→ Passage for review
--
Bariatrics and Weight Loss

Beyond BMI and the number on the scale

Beyond BMI and the Number on the Scale


By Dr. Stephanie Page, Medical Director for the Metabolic Weight Loss Program at Danbury Hospital

Body Mass Index (BMI) measures a person’s weight in kilograms/square inch of height in meters.

It’s used to screen for weight categories and can be an indicator of increased levels of fat tissue, including risks for metabolic diseases like diabetes mellitus, fatty liver disease and hypertension.

  • Underweight: BMI < 18
  • Normal: BMI 18-25
  • Overweight: BMI 25- 29.9
  • Class 1 Obesity: BMI 30 - 34.9
  • Class 2 Obesity: BMI 35- 39.9
  • Class 3 Obesity: BMI > 40

Considerations for BMI

Although BMI can be used to assess risk factors for individuals carrying extra weight, it is not a one-size-fits-all measure to set weight loss goals or determine a healthy weight.

This may play a role in indications of what is considered being classified in the obesity or overweight range.

  • Example: Individuals of Asian descent have a lower weight threshold to relative to what is considered overweight or obesity. In contrast, recent research is indicating people of African American descent may have a higher weight threshold relative to being in the overweight/obesity range.  

Athletes and those with higher muscle mass can often carry a higher weight on the scale because muscle is of higher density than fat.

  • Example: If you have significant muscle mass, you may have a higher BMI. Please note, this does not mean you have an unhealthy weight!

What is body composition?

Body composition is the composition of your total body mass specific to fat mass (body fat) and fat-free mass (muscle, bone, connective tissue, organs, water).

Why is it important?

Having adequate muscle mass is crucial to building metabolic health because increased muscle keeps bones strong, serves as a healthy reservoir for fuel (specifically glucose/sugar) and helps maintain high metabolic rate.
--
→ Given information
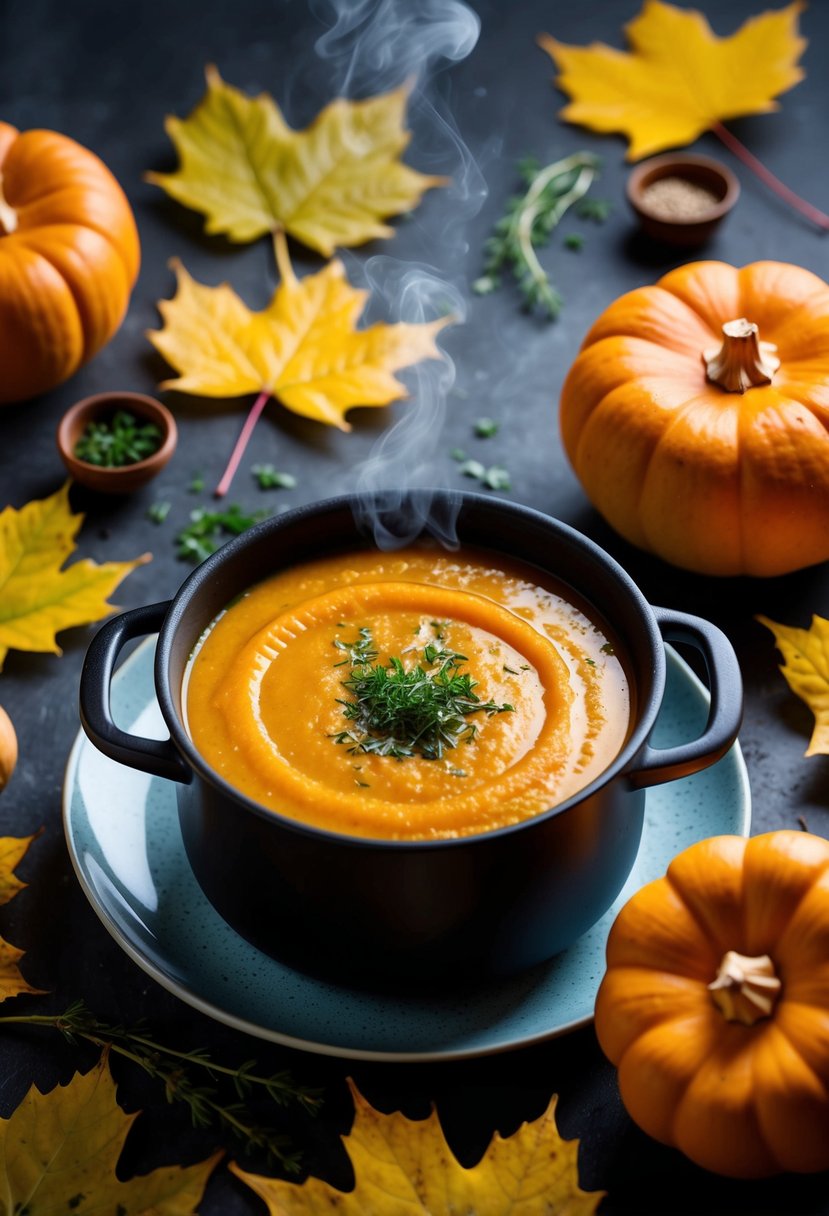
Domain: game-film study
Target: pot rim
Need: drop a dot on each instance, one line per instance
(190, 589)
--
Carry on the article on BMI and body composition, starting right after its last sentence. The data has nothing to do with what you are asked to do.

→ Answer to this task
Ideal body fat percentage:

  • Men: < 25 percent
  • Women: < 32 percent

How do you measure it?

The Metabolic Medical Weight Loss Program uses advanced body composition technology to provide highly accurate composition assessments.

Tracking measurements

If you do not have access to a body composition scale, measuring your waist circumference is another way to track your health progress. Carrying more weight in your mid-section (abdomen) may pose a higher risk for metabolic diseases like Type 2 diabetes and high blood pressure (hypertension). 

  • Example: Visit the Centers for Disease Control and Prevention website to learn how to accurately measure your waist circumference. 
  • A healthy waist circumference for women is < 35 inches (< 30 inches for women of Asian descent)
  • A healthy waist circumference for men is < 40 inches (< 35 inches for men of Asian descent) 


The bottom line

There is more to just the number on the scale!

Take charge of your health and speak to your primary care or specialist clinician about what is a healthy weight for you.

When setting weight loss goals, be sure to also track your waist circumference and set an initial 5-10 percent weight loss goal, which can help you reach success for your metabolic and overall health goals.